Convert the rows below into a two-column CSV with the headers "text" and "boxes": one line per row, each field in double quotes, and line breaks inside a field replaced by spaces. Leave out the pictures.

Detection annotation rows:

====================

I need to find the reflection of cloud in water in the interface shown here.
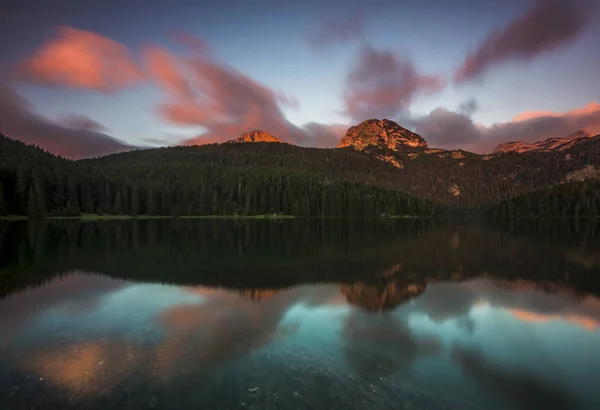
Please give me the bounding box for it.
[343,310,441,379]
[509,309,599,331]
[23,340,140,399]
[452,347,579,410]
[155,286,335,377]
[411,279,600,330]
[0,271,129,346]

====================

§ EXERCISE RESULT
text,boxes
"I need to find the reflection of cloud in water in the interface shown here. Please give me the bounding box for it.","[343,310,441,379] [509,309,599,331] [23,340,140,399] [452,347,579,410] [155,286,335,377] [411,279,600,330] [0,271,129,346]"